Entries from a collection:
<<<<
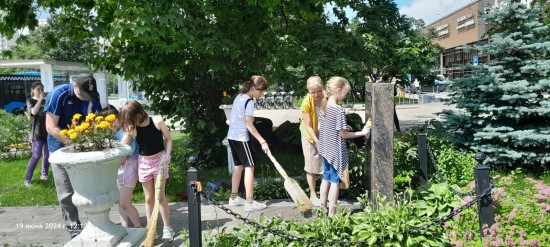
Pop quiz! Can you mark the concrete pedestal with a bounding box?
[365,83,394,202]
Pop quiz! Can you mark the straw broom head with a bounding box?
[143,165,164,247]
[267,153,313,213]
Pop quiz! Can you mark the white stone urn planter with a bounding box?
[220,105,235,174]
[49,144,147,246]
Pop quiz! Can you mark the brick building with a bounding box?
[424,0,532,79]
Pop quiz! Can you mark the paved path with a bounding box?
[0,94,449,246]
[0,200,359,246]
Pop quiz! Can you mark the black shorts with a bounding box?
[228,140,254,167]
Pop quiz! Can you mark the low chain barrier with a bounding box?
[192,180,493,246]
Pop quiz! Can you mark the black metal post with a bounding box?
[187,156,202,247]
[418,129,428,184]
[474,152,495,237]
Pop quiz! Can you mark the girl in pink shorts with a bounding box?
[120,100,176,242]
[99,105,143,228]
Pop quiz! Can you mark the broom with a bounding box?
[143,164,164,247]
[267,153,313,213]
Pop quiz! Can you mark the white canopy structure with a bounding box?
[0,59,108,106]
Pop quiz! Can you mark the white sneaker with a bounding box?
[244,201,267,212]
[309,197,321,207]
[229,196,246,207]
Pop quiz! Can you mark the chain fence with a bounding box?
[193,184,493,246]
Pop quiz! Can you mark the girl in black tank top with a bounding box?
[119,100,176,241]
[136,117,164,156]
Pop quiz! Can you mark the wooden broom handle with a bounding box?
[267,152,288,179]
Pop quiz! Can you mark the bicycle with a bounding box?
[284,91,294,109]
[265,92,276,110]
[254,96,265,110]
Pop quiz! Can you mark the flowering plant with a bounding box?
[59,113,116,152]
[222,91,235,105]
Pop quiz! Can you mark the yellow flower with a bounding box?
[73,113,82,122]
[86,113,95,122]
[69,133,78,140]
[59,113,116,152]
[80,122,90,130]
[105,114,116,123]
[74,125,84,132]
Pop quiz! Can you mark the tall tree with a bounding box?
[443,2,550,169]
[0,0,442,164]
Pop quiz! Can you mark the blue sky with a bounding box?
[36,0,476,24]
[394,0,477,25]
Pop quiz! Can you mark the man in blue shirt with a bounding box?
[44,76,101,238]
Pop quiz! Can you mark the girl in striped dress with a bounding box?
[318,77,371,217]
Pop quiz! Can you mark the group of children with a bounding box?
[24,82,175,241]
[99,100,175,241]
[227,75,371,216]
[25,75,371,241]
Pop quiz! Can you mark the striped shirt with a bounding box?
[317,105,348,179]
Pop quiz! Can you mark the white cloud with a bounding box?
[399,0,476,25]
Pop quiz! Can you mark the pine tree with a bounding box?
[443,1,550,169]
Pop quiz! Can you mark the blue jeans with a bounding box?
[25,141,50,181]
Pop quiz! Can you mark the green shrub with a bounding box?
[205,191,449,247]
[434,145,477,187]
[413,183,460,219]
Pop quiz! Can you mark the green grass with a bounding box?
[0,134,305,207]
[0,155,57,207]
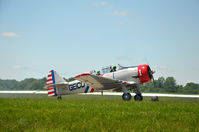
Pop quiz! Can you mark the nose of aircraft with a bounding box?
[138,64,155,83]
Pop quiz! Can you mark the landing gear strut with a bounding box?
[134,88,143,101]
[122,93,132,101]
[57,95,62,100]
[134,94,143,101]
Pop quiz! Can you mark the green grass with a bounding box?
[0,94,199,132]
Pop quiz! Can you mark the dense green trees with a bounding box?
[0,77,199,94]
[141,77,199,94]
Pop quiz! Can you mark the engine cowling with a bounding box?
[138,64,152,83]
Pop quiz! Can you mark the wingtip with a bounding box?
[74,73,91,79]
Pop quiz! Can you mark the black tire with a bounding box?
[134,94,143,101]
[122,93,132,101]
[57,96,62,100]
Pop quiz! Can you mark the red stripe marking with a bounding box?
[47,78,53,82]
[48,91,55,94]
[48,74,52,77]
[74,73,91,78]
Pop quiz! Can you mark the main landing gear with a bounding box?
[122,93,143,101]
[122,87,143,101]
[57,95,62,100]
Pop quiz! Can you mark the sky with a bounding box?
[0,0,199,85]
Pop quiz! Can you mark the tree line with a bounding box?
[0,77,199,94]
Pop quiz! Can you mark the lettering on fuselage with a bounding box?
[69,82,85,91]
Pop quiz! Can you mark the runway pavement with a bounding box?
[0,91,199,98]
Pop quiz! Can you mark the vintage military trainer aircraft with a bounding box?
[45,64,154,101]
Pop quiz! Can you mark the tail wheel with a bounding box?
[122,93,131,101]
[134,94,143,101]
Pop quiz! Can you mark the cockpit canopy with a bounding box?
[90,64,123,74]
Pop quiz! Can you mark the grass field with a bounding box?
[0,94,199,132]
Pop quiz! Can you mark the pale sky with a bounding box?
[0,0,199,84]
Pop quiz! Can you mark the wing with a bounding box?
[74,73,135,90]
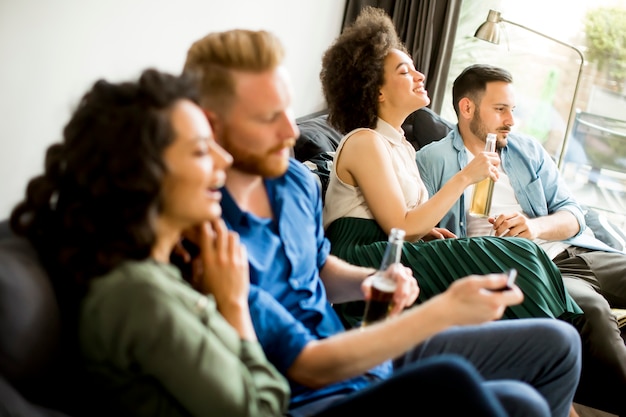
>>>>
Your goal =
Extract every line of text from the material above without changing a word, and leave the pictures out.

Result =
Pop quiz! Can you mark the concrete pedestal with a bounding box?
[365,83,394,202]
Pop quiz! Can you mark the straw broom head with a bounding box?
[143,165,164,247]
[267,153,313,213]
Pop quiz! Can you mark the white stone urn planter with a bounding box?
[220,105,235,174]
[49,144,147,246]
Pop quiz! Can you mark the brick building with a bounding box?
[424,0,532,79]
Pop quiz! Can you mark the paved path with a bounding box?
[0,94,449,246]
[0,200,359,246]
Pop quiz! Can you mark the black shorts with a bounding box?
[228,140,254,167]
Pop quiz! Can you mark the low chain barrier with a bounding box?
[192,180,493,246]
Pop quiz! Can you mark the black metal post with a bounding box?
[187,156,202,247]
[418,129,428,184]
[474,152,495,237]
Pop quiz! Can you mark the girl in pink shorts with a bounding box?
[120,100,176,242]
[99,105,143,228]
Pop quiz! Can you mark the broom with a bounding box?
[143,164,164,247]
[267,153,313,213]
Pop quiz! Can you mark the white canopy structure with a bounding box?
[0,59,108,106]
Pop quiz! Can you mark the white sneaker with a bounding box?
[244,201,267,212]
[309,197,321,207]
[229,196,246,207]
Pop quiz! Can you mark the chain fence with a bounding box?
[193,184,493,246]
Pop quiz! Can you mark the girl in black tank top with a bounding box?
[119,100,176,241]
[136,117,164,156]
Pop quiz! Can you mark the wooden broom handle with a bounding box?
[267,152,288,179]
Pop quiz! Can you mark the bicycle with a bounding box?
[284,91,294,109]
[265,92,276,110]
[254,96,265,110]
Pop quiz! Can you mark the flowering plant with a bounding box?
[59,113,116,152]
[222,91,235,105]
Pop quiz! Can you mark the yellow flower with a bounding box?
[73,113,82,122]
[86,113,95,122]
[69,133,78,140]
[59,113,116,152]
[80,122,90,130]
[105,114,116,123]
[74,125,84,132]
Pop quiz! Can you mark the tall tree with a bounding box?
[443,2,550,169]
[0,0,442,164]
Pop quiz! Can you mark the blue sky with a bounding box?
[36,0,476,24]
[394,0,477,25]
Pop quiz! Can you mark the man in blue shirt with a bounding box?
[44,76,101,238]
Pop quiz! Can you mark the girl in striped dress with a bounding box?
[318,77,371,217]
Pop quiz! Can you mark the group of children with a bounding box?
[24,82,175,241]
[99,100,175,241]
[227,75,371,216]
[25,75,371,241]
Pop quiz! Can you mark the striped shirt with a bounding box?
[317,105,348,179]
Pop quiz! Can you mark the white cloud with a bounding box?
[399,0,476,25]
Pop quiz! Can you mark the pine tree with a bounding box?
[443,1,550,169]
Pop quiz! Can you mark the blue jeans with a bounding box?
[25,141,50,181]
Pop quiz! Can you mark the green shrub with a bounding box?
[205,191,449,247]
[434,145,477,187]
[413,183,460,219]
Pop quiz! Can you mark the green grass with a bounding box?
[0,134,305,207]
[0,155,57,207]
Pop quiz! Can you mark the nose of aircraft with a bounding box?
[138,64,155,83]
Pop quiz! Can you mark the landing gear strut with a bounding box?
[134,88,143,101]
[122,93,132,101]
[57,95,62,100]
[134,94,143,101]
Pop quiz! Can you mark the green grass with a bounding box?
[0,94,199,132]
Pop quiz! Can you mark the dense green trees with a bounding box?
[0,77,199,94]
[141,77,199,94]
Pop quiz! Can you mark the engine cowling with a bounding box?
[138,64,152,83]
Pop quiz! Can you mark the wingtip with a bounding box?
[74,73,91,79]
Pop quiz! Can you mark the black tire with a bounding box?
[134,94,143,101]
[122,93,132,101]
[57,96,62,100]
Pop quiz! Can you mark the red stripe marking with a bounding box?
[47,78,53,82]
[48,91,55,94]
[48,74,52,77]
[74,73,91,78]
Pop quiz! Can you mark the main landing gear with a bounding box?
[122,93,143,101]
[122,87,143,101]
[57,95,62,100]
Pop quiz! Can you mark the sky with a bounding box?
[0,0,199,85]
Pop quiz! Can you mark the tree line with a bounding box?
[0,77,199,94]
Pop quiz! Can you mark the lettering on fuselage with a bounding box?
[69,82,85,91]
Pop quiz! Can you mark the runway pavement with a bounding box?
[0,91,199,98]
Pop quiz! Can you mark the vintage military trainer aircraft with a bounding box?
[45,64,154,101]
Pop quiz! Can you mark the tail wheel with a bounding box?
[122,93,131,101]
[134,94,143,101]
Pop quiz! Can you mark the cockpit canopy with a bounding box?
[90,64,123,74]
Pop quiz! Can you mark the grass field with a bounding box?
[0,94,199,132]
Pop quiz! Can you mark the pale sky with a bounding box?
[0,0,199,84]
Pop quiz! Can you mark the wing with a bounding box?
[74,73,135,90]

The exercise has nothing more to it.